-- start SOURCE MATERIAL --
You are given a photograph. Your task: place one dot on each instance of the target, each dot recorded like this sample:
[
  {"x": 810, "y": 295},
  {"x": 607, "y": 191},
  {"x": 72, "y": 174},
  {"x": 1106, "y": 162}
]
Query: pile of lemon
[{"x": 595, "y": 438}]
-- end SOURCE MATERIAL --
-- start SOURCE MATERIAL --
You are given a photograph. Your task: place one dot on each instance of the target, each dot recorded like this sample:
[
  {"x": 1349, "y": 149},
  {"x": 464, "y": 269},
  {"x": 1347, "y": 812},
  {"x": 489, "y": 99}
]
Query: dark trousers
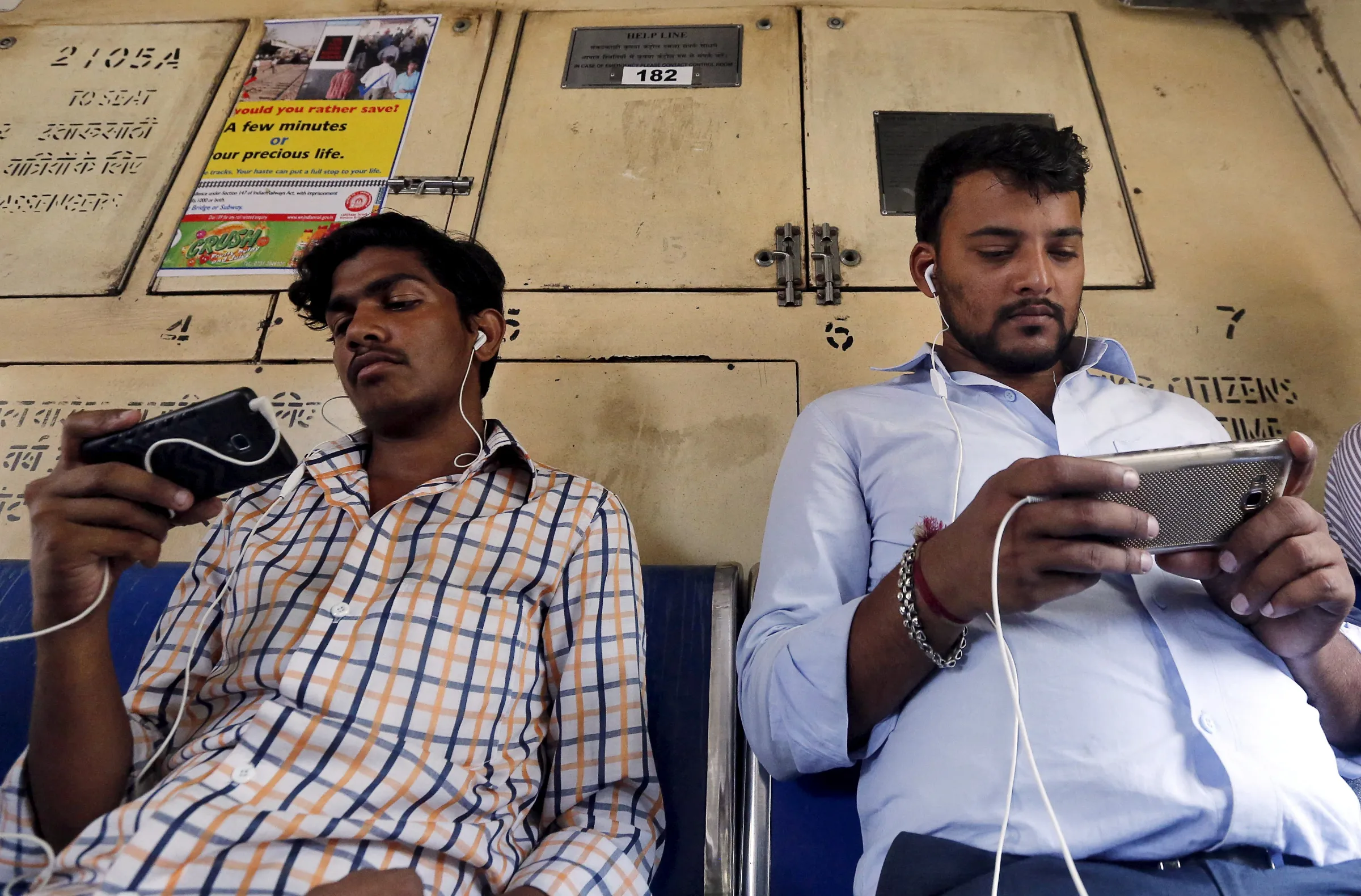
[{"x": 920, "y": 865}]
-- end SOURCE MATERIAL --
-- start SOURCE MATERIAL --
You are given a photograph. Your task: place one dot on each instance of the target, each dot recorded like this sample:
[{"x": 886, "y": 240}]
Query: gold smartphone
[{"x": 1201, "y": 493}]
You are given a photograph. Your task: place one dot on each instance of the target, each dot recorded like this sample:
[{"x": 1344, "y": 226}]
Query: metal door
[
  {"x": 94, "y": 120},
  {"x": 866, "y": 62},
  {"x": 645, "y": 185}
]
-- end SOURCE MATERIAL --
Count the lines in the material above that contain the string "Query". Give only the number.

• TASK SOLUTION:
4